# Prompt 1:
In the news excerpt about the Kaufman County shootings, when were sheriff's officers called to Mr. McLelland's house?
-------
Texas District Attorney, Wife Found Dead Inside Home

 

 

 

 

 

From The New York Times:

 

Texas Prosecutor Shot to Death Two Months After Assistant’s Killing

 

 

By   Published: March 31, 2013

 

Lauren D’Avolio contributed reporting from Kaufman, and Michael Schwirtz and Serge F. Kovaleski from New York. 

 

KAUFMAN, Tex. — The district attorney in this largely rural county southeast of Dallas and his wife were found shot to death at their home on Saturday night in Forney, Tex., two months after one of his prosecutors was shot and killed while walking to the courthouse here.

 

The fatal shootings of the district attorney, Mike McLelland, 63, of Kaufman County, and his wife, Cynthia, 65, stunned law enforcement officials and local residents, many of whom were still shaken by the killing of one of Mr. McLelland’s prosecutors, Mark E. Hasse, 57, who was killed on Jan. 31 in a parking lot near the courthouse.

 

The authorities said it was too early to say if the deaths of Mr. McLelland and his wife were connected to Mr. Hasse’s shooting. But the timing of the shootings — and the killings of two prosecutors in a county of 106,000 people in the span of eight weeks — appeared to many officials to be more than coincidence.

 

“I’m really trying to stress for people to remain calm,” said Mayor Darren Rozell of Forney. “This appeared to be a targeted attack and not a random attack.” Forney is about 15 miles northwest of the city of Kaufman, the county seat.

 

Officials from several local, state and federal agencies — including the F.B.I., the Texas Rangers and the Kaufman County Sheriff’s Department — were working on the case.

 

The Kaufman County sheriff, David A. Byrnes, told reporters at a news conference on Sunday that his officers had been called to Mr. McLelland’s house shortly after 6 p.m. on Saturday and that the bodies of Mr. McLelland and his wife were then discovered inside. He would not say if there were any signs of forced entry.

 

Sheriff Byrnes said he had increased protection for other local elected officials and would be tightening security at the courthouse, although he would not go into detail.

 

“It’s unnerving to the law enforcement community, to the community at large,” he said. “That’s why we’re striving to assure the community that we are protecting public safety and will continue to do that.”

 

In the shooting of Mr. Hasse, the authorities said one or two gunmen had gotten out of a gray or silver sedan, opened fire and fled. Witnesses told investigators that the suspect or suspects appeared to have had their faces covered and were wearing black clothing and tactical-style vests. No arrests have been made, and investigators from nine agencies have been searching for leads.

 

After Mr. Hasse’s killing, Mr. McLelland appeared alongside the county sheriff and the police chief from the city of Kaufman, vowing to find those responsible and referring to the suspect or suspects as “scum.”
-------
# Prompt 2:
Tally the lines in the rows below that contain the string "raft". Reply with the number only.
-------
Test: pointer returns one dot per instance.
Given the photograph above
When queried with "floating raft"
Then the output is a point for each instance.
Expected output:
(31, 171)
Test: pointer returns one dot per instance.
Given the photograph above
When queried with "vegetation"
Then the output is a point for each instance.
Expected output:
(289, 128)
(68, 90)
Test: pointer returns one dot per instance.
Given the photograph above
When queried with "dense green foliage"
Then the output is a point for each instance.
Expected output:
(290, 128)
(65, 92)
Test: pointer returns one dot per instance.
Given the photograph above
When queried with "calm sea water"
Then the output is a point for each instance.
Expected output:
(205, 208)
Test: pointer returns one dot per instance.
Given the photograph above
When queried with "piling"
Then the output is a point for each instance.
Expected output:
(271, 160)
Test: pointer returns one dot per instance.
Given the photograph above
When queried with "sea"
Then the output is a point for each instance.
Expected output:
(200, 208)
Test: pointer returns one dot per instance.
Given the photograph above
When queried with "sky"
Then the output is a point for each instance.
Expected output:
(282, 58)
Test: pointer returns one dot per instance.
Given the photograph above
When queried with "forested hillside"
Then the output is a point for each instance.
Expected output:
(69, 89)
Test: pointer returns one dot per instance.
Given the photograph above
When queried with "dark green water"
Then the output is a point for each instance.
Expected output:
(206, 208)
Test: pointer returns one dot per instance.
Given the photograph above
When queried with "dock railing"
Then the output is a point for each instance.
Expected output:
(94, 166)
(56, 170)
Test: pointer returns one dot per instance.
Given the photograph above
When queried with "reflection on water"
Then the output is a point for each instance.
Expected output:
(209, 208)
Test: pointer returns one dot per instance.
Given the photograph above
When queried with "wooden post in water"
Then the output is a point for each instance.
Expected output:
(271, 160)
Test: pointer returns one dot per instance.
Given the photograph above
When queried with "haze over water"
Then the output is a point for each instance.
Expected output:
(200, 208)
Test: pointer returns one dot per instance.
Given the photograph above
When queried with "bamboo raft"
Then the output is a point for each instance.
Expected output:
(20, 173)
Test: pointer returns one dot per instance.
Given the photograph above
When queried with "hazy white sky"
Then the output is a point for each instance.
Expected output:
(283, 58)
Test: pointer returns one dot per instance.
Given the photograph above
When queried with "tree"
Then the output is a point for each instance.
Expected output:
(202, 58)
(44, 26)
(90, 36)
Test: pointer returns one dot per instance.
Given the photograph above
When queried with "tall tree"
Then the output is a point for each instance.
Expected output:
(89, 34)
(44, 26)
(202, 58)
-------
# Exercise answer 1:
Shortly after 6 p.m. on Saturday.

# Exercise answer 2:
2